PROBLEM REQUIREMENTS:
Your job with the data below is to output exactly the lines from the one holding "Query: cluster of pink blossoms" down to the one holding "Where can you spot the flower petal", both included, and no others.

Referring expression pointing data
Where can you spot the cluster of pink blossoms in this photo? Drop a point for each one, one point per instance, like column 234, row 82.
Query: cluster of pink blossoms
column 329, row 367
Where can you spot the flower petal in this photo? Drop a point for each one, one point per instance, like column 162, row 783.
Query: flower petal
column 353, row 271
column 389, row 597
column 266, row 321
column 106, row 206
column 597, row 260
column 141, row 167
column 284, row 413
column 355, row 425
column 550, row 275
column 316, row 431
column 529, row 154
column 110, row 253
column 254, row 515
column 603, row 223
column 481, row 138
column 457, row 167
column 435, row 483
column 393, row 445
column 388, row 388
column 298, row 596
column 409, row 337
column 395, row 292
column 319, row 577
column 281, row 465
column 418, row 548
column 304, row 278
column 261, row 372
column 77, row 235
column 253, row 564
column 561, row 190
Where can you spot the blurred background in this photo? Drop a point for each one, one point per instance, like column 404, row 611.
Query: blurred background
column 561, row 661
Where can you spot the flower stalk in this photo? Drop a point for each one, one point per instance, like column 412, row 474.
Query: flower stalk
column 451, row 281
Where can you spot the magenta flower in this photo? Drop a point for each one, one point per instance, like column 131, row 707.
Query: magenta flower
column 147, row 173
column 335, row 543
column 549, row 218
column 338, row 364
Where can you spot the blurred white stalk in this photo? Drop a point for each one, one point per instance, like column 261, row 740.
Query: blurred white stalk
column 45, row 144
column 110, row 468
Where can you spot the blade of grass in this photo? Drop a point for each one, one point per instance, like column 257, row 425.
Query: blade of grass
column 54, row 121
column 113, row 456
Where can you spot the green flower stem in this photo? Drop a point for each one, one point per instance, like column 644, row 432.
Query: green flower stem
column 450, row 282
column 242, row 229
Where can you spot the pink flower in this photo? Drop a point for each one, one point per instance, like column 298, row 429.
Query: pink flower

REPLY:
Query: cluster of pink blossoms
column 329, row 367
Where can you spot the flower petal in this photo? Drop a point for each one, one point per instance, like column 162, row 783.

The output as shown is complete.